**PROVIDED MATERIAL:**

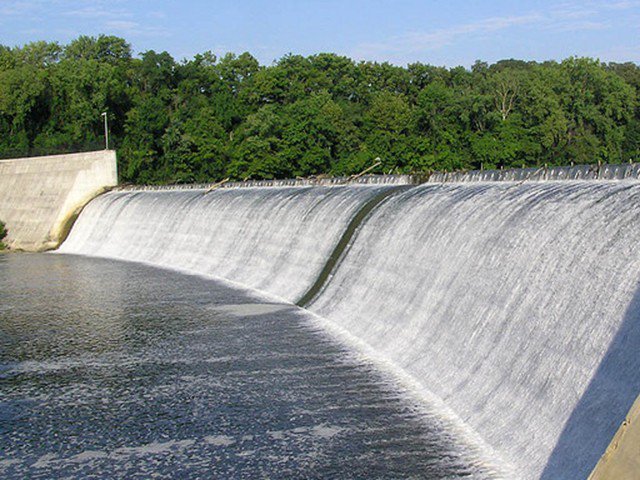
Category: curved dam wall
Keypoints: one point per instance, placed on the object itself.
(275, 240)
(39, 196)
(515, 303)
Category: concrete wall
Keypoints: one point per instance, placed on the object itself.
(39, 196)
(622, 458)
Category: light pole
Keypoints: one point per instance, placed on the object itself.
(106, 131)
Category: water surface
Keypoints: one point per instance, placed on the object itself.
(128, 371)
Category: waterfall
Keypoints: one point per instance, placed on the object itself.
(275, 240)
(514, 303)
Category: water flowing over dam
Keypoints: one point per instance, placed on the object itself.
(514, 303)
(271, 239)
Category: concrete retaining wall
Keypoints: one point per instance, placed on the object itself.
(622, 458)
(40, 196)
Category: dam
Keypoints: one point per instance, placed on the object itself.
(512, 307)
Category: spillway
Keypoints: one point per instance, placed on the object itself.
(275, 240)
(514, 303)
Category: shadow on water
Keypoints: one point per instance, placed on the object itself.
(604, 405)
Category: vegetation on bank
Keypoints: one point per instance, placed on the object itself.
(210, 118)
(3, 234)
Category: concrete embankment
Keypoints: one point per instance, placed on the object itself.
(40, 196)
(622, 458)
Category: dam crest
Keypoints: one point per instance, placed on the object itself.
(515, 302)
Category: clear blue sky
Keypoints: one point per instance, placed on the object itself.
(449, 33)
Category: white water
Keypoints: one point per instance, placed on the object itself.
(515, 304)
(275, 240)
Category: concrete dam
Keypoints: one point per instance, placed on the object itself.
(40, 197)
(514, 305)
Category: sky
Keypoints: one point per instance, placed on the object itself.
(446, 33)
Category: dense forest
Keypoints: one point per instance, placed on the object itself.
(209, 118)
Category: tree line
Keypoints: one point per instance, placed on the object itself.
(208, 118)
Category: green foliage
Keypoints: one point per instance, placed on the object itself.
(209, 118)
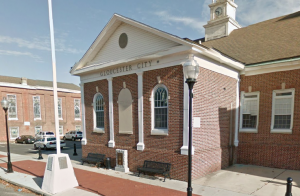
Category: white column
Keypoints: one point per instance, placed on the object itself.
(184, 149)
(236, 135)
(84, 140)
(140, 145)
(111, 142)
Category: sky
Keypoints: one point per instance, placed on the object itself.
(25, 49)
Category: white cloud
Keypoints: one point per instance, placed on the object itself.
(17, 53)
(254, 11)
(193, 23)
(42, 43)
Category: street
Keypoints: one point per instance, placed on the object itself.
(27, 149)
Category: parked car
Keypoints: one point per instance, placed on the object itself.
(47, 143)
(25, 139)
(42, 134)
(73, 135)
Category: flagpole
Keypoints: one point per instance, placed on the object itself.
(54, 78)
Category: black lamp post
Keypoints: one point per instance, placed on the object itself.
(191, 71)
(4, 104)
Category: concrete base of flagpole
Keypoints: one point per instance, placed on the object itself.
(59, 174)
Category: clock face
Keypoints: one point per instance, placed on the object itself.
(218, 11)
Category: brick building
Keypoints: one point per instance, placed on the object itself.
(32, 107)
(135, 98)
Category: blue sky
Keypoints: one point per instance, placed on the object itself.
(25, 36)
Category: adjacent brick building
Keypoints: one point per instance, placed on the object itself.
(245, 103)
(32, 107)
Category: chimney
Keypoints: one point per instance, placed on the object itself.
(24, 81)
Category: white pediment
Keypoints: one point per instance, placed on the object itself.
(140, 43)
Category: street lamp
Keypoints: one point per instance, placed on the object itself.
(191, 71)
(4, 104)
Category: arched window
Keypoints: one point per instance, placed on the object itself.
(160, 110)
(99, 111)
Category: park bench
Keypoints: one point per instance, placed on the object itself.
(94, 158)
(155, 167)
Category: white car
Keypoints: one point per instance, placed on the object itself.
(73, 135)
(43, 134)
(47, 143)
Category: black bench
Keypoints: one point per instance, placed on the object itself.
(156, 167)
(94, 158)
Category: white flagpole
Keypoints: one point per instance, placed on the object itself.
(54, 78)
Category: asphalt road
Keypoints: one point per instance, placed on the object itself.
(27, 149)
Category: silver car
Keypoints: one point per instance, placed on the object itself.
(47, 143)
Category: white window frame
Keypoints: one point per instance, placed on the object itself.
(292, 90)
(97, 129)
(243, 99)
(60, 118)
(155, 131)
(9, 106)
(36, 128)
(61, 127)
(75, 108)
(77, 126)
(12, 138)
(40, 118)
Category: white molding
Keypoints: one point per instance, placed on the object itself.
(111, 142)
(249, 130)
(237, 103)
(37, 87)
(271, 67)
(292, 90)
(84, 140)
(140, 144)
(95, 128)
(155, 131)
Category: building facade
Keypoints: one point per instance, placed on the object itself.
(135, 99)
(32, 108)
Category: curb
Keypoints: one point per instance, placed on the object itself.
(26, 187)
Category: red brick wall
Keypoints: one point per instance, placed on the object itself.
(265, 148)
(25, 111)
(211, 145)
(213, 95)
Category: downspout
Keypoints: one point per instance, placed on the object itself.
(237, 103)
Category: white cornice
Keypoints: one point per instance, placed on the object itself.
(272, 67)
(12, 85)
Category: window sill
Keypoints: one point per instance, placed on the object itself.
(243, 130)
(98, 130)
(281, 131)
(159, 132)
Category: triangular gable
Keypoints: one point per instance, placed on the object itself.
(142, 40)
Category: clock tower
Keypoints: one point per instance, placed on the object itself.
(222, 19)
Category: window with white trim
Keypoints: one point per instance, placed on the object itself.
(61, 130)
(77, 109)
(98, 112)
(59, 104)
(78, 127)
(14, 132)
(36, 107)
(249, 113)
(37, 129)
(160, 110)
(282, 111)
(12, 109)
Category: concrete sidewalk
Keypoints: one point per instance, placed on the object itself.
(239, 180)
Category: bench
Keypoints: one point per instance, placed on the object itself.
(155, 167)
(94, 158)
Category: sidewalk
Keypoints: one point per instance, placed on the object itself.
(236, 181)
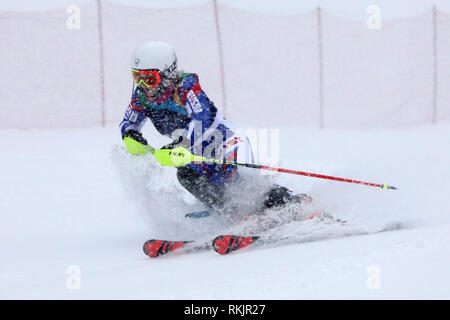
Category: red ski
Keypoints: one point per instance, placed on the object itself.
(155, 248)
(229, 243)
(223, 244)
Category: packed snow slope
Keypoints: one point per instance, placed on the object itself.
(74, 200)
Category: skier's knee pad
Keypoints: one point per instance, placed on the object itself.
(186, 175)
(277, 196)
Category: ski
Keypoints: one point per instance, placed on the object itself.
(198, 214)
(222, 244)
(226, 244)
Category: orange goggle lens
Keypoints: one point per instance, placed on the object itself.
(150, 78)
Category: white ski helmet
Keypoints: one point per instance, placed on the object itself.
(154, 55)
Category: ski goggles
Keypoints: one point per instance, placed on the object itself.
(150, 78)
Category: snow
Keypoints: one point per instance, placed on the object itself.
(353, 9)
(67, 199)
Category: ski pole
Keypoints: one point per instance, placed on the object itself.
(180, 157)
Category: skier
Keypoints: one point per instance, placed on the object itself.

**DO THIS:** Your task is to retype the lines running from the one that contains "Category: bench" through the end of the records, and nothing else. Pictures are not part of the copy.

**THE RESULT:**
Category: bench
Keypoints: one point per instance, placed on the object itself.
(155, 167)
(94, 158)
Category: sidewalk
Keypoints: one point per instance, placed on the object itself.
(236, 181)
Category: red ski
Keypoints: one point per instance, placed on the object itself.
(155, 248)
(229, 243)
(223, 244)
Category: packed snow slope
Keypoints: one point per instance, placed on the object itself.
(74, 200)
Category: skier's knee pad
Keypoints: one point per instance, placed on the object itself.
(186, 175)
(277, 196)
Category: ski
Keypoints: one point per instance, placed on the object itself.
(198, 214)
(222, 244)
(226, 244)
Category: orange goggle lens
Keypoints: one point per instance, placed on the object itself.
(150, 78)
Category: white ski helmet
Keypoints: one point per instance, placed on the object itself.
(154, 55)
Category: ski goggles
Keypoints: one point per instance, placed on the object itself.
(150, 78)
Category: snow
Keypoints: one point per instance, placed on the object itself.
(353, 9)
(67, 199)
Category: ski pole
Keypoints: one point per instance, placed on the object itself.
(180, 157)
Category: skier
Keypoints: one point per instance, placed on the object itself.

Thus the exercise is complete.